Records from a data source
◆ ◆ ◆

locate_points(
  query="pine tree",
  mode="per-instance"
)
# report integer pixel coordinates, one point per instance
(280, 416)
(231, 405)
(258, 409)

◆ ◆ ◆

--- Task to carry out ---
Change "pine tree" to "conifer" throughout the material above and give all of its lines again, with everything else left as it is.

--- Response to this exercise ---
locate_points(
  query="conifer",
  mode="per-instance"
)
# report integer pixel coordinates, one point per instance
(280, 416)
(231, 405)
(258, 409)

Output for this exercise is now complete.